→ **Work to do**: Return exactly the span of lines that opens with the line containing "Query: grass field" and closes with the last line of the data, inclusive.

[Collection entries]
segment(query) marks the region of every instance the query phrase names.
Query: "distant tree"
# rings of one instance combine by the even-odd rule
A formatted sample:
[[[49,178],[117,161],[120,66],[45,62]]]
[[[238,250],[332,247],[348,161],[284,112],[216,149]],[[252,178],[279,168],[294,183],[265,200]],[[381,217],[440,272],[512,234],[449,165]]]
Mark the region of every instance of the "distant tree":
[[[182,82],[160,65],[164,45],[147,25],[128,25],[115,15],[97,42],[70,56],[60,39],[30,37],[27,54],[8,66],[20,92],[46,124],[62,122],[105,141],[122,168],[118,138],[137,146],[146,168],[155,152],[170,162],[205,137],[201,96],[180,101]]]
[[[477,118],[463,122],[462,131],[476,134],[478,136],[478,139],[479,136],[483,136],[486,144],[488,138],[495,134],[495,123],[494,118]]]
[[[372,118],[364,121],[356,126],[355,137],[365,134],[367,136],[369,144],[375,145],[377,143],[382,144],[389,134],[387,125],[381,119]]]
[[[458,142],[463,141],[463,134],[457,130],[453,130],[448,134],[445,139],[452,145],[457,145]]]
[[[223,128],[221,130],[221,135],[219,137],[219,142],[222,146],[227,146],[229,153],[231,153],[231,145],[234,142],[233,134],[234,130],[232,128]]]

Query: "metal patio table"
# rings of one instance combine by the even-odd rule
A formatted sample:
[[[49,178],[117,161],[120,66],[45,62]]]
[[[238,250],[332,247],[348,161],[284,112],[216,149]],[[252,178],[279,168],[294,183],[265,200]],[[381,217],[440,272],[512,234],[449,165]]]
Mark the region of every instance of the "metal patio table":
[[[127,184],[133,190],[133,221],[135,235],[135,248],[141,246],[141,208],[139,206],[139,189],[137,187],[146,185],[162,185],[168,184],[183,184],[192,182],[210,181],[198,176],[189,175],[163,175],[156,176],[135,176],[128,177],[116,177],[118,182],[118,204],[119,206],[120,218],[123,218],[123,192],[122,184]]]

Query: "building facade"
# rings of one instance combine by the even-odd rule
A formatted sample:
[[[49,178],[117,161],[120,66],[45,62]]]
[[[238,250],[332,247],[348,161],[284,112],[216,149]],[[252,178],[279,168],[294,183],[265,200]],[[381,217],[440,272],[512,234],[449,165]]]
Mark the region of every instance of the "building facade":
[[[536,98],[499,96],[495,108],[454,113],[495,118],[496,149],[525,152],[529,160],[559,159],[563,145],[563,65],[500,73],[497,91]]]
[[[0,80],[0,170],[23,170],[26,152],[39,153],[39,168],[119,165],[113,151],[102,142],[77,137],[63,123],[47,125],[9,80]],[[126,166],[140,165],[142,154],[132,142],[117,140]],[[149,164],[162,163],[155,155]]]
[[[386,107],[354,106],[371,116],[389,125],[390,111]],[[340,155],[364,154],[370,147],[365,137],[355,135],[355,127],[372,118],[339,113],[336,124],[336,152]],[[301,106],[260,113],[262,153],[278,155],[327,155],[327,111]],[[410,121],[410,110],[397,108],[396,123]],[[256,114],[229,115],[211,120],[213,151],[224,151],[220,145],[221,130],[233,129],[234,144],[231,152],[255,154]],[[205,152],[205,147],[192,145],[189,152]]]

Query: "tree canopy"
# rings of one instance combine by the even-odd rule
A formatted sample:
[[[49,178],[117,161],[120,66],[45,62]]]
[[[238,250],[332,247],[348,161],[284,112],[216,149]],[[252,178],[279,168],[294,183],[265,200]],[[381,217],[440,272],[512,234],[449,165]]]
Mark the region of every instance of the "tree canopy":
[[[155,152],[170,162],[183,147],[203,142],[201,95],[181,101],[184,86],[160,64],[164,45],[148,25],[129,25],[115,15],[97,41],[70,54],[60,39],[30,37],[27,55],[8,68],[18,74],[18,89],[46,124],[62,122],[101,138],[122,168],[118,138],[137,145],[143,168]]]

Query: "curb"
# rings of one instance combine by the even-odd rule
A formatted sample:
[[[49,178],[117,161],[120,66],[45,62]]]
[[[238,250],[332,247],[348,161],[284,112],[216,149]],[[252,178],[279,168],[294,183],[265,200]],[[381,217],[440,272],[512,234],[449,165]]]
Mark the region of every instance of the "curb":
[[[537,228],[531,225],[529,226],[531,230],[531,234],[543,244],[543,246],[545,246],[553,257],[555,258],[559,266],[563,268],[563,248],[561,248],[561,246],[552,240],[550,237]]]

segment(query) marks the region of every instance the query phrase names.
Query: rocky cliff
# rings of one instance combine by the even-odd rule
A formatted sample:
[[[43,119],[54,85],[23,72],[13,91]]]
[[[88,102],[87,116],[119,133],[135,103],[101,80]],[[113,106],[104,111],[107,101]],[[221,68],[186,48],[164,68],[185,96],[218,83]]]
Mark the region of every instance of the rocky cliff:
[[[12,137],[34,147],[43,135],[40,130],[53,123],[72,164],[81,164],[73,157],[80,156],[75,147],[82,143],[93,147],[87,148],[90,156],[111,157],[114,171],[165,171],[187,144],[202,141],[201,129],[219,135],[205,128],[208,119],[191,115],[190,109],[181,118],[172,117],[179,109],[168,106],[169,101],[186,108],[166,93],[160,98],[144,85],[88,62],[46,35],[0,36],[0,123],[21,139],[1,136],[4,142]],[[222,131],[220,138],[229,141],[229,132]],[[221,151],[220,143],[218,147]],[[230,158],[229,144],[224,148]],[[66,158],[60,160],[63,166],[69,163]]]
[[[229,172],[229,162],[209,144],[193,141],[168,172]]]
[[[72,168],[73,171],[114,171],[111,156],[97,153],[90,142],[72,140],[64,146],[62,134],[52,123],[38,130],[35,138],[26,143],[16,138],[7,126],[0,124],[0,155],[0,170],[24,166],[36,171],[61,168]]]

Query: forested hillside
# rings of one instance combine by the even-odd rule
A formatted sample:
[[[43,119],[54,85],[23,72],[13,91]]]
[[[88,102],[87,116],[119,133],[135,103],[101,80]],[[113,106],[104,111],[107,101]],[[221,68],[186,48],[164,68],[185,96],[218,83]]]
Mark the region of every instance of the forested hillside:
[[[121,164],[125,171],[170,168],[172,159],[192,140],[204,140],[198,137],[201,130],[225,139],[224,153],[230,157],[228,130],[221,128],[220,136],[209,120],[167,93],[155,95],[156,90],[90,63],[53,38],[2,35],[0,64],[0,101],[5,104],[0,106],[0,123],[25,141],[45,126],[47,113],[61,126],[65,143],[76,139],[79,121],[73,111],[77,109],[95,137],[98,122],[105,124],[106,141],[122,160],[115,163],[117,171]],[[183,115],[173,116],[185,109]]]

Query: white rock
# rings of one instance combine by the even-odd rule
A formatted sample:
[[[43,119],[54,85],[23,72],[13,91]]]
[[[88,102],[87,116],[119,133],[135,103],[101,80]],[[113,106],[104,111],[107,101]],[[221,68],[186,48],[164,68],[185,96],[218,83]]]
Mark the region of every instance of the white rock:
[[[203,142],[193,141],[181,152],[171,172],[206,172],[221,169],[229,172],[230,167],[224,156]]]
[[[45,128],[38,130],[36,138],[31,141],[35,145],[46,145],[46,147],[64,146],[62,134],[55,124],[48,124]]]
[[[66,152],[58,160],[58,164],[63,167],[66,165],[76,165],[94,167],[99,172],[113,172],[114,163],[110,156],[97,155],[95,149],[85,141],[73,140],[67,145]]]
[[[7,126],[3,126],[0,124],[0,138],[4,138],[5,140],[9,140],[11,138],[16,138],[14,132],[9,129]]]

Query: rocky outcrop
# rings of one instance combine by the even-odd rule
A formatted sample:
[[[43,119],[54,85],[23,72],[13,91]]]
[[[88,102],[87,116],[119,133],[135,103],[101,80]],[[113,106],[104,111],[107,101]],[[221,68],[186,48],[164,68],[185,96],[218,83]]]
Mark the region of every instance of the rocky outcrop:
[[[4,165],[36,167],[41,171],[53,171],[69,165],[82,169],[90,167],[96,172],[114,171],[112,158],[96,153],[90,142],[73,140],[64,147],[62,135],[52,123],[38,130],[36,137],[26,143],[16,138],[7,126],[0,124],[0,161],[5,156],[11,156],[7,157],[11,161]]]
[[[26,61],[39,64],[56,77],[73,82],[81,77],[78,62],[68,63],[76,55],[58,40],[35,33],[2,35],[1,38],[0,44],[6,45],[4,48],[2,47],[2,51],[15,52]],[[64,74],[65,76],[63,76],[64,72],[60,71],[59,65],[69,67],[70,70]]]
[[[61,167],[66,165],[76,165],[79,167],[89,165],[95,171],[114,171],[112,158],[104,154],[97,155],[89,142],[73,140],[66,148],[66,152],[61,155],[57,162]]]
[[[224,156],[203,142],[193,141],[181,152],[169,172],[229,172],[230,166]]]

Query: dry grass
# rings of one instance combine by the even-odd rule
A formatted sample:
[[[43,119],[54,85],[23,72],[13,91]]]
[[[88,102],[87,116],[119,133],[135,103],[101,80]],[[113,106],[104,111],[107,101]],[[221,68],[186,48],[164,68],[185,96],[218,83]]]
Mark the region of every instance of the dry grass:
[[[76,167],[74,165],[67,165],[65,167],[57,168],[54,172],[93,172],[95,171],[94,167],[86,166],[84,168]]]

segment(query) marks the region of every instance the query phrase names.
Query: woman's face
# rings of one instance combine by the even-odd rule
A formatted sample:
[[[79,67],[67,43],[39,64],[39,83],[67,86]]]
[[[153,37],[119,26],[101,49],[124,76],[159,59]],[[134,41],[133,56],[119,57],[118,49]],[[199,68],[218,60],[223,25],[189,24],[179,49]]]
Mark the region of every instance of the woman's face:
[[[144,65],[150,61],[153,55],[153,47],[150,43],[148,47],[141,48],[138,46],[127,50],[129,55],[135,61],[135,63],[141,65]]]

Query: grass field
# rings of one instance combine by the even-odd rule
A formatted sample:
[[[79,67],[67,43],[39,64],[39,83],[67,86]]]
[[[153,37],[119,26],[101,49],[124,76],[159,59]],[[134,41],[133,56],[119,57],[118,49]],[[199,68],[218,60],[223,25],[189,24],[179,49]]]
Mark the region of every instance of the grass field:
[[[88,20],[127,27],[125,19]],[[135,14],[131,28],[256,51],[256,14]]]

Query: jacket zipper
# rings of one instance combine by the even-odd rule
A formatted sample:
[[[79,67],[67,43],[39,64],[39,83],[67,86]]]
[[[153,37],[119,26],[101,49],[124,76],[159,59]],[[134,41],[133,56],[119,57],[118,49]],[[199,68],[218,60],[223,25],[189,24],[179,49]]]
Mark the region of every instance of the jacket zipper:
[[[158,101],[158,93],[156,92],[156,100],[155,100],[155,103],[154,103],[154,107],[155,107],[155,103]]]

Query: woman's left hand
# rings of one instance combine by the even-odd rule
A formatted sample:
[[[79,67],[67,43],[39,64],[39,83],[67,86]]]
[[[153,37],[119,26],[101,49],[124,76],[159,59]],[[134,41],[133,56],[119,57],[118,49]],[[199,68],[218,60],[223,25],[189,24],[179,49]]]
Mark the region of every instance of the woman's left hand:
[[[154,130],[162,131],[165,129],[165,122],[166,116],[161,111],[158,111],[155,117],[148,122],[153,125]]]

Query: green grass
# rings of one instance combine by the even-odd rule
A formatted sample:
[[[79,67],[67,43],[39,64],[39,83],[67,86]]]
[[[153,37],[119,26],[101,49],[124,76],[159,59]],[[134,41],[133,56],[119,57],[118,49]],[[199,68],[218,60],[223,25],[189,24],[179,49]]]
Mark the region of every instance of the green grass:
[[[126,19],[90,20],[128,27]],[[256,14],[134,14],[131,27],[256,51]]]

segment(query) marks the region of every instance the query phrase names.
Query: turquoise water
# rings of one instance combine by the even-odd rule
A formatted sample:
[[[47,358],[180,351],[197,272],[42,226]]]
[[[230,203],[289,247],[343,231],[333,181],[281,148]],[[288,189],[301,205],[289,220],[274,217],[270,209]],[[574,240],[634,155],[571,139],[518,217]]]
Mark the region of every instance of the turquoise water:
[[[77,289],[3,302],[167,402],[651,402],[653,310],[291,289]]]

→ **Answer in full**:
Query: grass field
# rings of one instance combine by the even-odd rule
A formatted sample:
[[[79,67],[67,43],[39,64],[39,83],[67,86]]]
[[[153,37],[119,26],[101,49],[124,76],[159,59]],[[134,41],[133,56],[119,57],[118,49]],[[199,68],[218,60],[223,25],[189,24],[179,49]]]
Mark the region of every instance of the grass field:
[[[88,20],[127,27],[125,19]],[[135,14],[131,28],[256,51],[256,14]]]

Query: jacket zipper
# rings of one instance combine by the even-odd rule
A formatted sample:
[[[79,67],[67,43],[39,64],[39,83],[67,86]]]
[[[153,37],[119,26],[101,49],[124,76],[159,59]],[[134,41],[133,56],[119,57],[118,49]],[[199,68],[218,60],[223,25],[189,24],[179,49]]]
Mark the region of every instance of the jacket zipper:
[[[158,101],[158,93],[156,92],[156,100],[155,100],[155,103],[154,103],[154,107],[155,107],[155,103]]]

Query: woman's left hand
# rings of one instance combine by the even-odd rule
A formatted sample:
[[[79,67],[67,43],[39,64],[39,83],[67,86]]]
[[[153,37],[119,26],[101,49],[124,76],[159,59]],[[134,41],[133,56],[119,57],[118,49]],[[199,68],[218,60],[223,25],[189,24],[179,49]]]
Mark the region of every instance of the woman's left hand:
[[[154,130],[162,131],[165,129],[165,122],[166,116],[161,111],[158,111],[155,117],[148,122],[153,125]]]

Query: green grass
# rings of one instance combine by the even-odd rule
A formatted sample:
[[[79,67],[67,43],[39,64],[39,83],[67,86]]]
[[[153,37],[119,26],[101,49],[124,76],[159,59]],[[134,41],[133,56],[119,57],[118,49]],[[199,68],[218,60],[223,25],[189,24],[179,49]]]
Mark the region of every instance of the green grass:
[[[126,19],[90,20],[128,27]],[[256,14],[134,14],[131,27],[256,51]]]

segment(query) marks the region of every instance the query phrase names.
Query: turquoise water
# rings of one instance combine by the even-odd rule
A formatted sample:
[[[47,358],[180,351],[197,272],[42,226]]]
[[[230,203],[289,247],[343,231],[333,181],[281,148]],[[288,189],[301,205],[289,220],[274,217],[270,209]],[[574,240],[634,155],[571,139],[518,217]]]
Mark the region of every instance of the turquoise water:
[[[77,289],[3,302],[167,402],[651,402],[653,310],[291,289]]]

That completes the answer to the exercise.